**OPDRACHT:** Kopieer de volledige lijst hieronder regel voor regel en zonder enige wijziging.

**Fragment uit dataset:**
______________________________

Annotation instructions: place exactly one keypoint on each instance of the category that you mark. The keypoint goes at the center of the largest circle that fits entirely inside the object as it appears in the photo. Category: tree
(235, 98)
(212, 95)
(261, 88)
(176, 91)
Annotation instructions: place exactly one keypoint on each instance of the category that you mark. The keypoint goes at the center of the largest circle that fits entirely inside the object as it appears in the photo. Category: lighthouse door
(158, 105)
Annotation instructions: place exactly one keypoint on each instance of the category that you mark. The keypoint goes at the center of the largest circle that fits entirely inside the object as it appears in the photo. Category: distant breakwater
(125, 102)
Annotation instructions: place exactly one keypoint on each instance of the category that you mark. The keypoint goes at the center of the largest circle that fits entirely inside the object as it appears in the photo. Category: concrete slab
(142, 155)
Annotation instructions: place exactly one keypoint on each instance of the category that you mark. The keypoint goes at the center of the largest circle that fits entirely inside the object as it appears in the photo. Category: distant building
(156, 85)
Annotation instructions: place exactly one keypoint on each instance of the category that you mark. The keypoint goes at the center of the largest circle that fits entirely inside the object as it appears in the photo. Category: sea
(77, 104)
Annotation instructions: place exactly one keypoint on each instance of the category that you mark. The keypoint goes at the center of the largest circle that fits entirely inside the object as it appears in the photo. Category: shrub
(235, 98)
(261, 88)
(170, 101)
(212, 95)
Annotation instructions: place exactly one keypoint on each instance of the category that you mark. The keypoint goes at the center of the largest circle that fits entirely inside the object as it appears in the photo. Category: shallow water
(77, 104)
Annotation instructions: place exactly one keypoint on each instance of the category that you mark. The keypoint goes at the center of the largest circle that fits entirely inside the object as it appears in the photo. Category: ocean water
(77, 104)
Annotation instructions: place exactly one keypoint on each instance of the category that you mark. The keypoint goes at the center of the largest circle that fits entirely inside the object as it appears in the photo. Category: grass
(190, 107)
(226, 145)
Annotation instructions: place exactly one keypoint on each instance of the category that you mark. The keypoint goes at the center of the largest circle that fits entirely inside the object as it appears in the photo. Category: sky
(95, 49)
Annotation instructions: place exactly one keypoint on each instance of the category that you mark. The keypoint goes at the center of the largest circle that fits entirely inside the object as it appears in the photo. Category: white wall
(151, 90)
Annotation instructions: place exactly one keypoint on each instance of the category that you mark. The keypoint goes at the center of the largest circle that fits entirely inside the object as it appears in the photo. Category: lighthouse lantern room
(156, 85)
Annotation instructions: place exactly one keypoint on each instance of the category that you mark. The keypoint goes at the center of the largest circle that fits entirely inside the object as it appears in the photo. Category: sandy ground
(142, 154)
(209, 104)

______________________________

**ANTWOORD:**
Annotation instructions: place exactly one keypoint on each instance of the category that you mark. The keypoint goes at the center of the largest circle that fits entirely inside the object as it appears in the photo. Category: tree
(235, 98)
(212, 95)
(261, 88)
(176, 91)
Annotation instructions: place exactly one keypoint on each instance of the category that you mark. The keypoint goes at the center of the largest circle that fits entirely inside the object as it appears in the photo. Category: lighthouse door
(158, 105)
Annotation instructions: place exactly one keypoint on each instance of the category that you mark. The keypoint goes at the center of the largest circle that fits entirely inside the object as it appears in the photo. Category: distant breakwater
(125, 102)
Annotation instructions: place exactly one keypoint on each instance of the category that you mark. The keypoint goes at the center of the largest circle that fits entirely inside the object as it appears in the photo. Category: concrete slab
(142, 155)
Annotation instructions: place exactly one keypoint on each instance of the category that you mark. The keypoint goes at the center of the largest circle that fits entirely inside the object as it appears in the photo. Category: distant building
(156, 85)
Annotation instructions: place exactly one keypoint on each instance of the category that you mark. The keypoint goes at the center of the largest circle that fits entirely inside the object as it appears in the photo. Category: sea
(77, 104)
Annotation instructions: place exactly one keypoint on each instance of the category that you mark. The keypoint goes at the center of the largest circle that fits entirely inside the object as it appears in the photo. Category: shrub
(235, 98)
(261, 88)
(170, 101)
(212, 95)
Annotation instructions: place exactly one keypoint on each instance of the category that you mark. The keypoint goes at the center of the largest circle that fits entirely inside the object as it appears in the photo. Category: shallow water
(77, 104)
Annotation instructions: place exactly one keypoint on each instance of the category that you mark. The keypoint goes at the center of the largest circle that fits entirely inside the object as it appears in the photo. Category: ocean water
(77, 104)
Annotation instructions: place exactly one keypoint on each instance of the category that you mark. The keypoint goes at the center of the largest circle that fits entirely inside the object as it appears in the photo. Category: grass
(190, 107)
(226, 145)
Annotation instructions: place exactly one keypoint on each instance of the category that you mark. The keypoint goes at the center of the largest circle that fits entirely inside the object as it appears in the photo. Category: sky
(95, 49)
Annotation instructions: place exactly one keypoint on each instance of the category that you mark. The keypoint goes at the center of the largest circle that fits entirely inside the object as it appears in the photo. Category: white wall
(151, 90)
Annotation instructions: place exactly one keypoint on each instance of the category that you mark. The keypoint goes at the center of the largest circle that fits entirely inside the object as it appears in the photo. Category: lighthouse lantern room
(156, 85)
Annotation instructions: place exactly one keypoint on each instance of the category that you mark. The keypoint goes at the center of the largest circle that fits entirely inside the object as it appears in the photo. Category: sandy ground
(142, 154)
(209, 104)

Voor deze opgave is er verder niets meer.